* **Exercise task**:
Rewrite the entries below, substituting "deer's spine" for every occurrence of "deer's back" and leaving all other text as it is.

[Stored data]
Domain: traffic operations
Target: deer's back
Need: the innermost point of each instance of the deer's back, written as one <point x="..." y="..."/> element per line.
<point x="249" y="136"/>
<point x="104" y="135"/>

* **The response**:
Domain: traffic operations
Target: deer's spine
Need: the innermost point of each instance of the deer's spine, written as one <point x="..." y="..."/> element per line.
<point x="249" y="136"/>
<point x="104" y="135"/>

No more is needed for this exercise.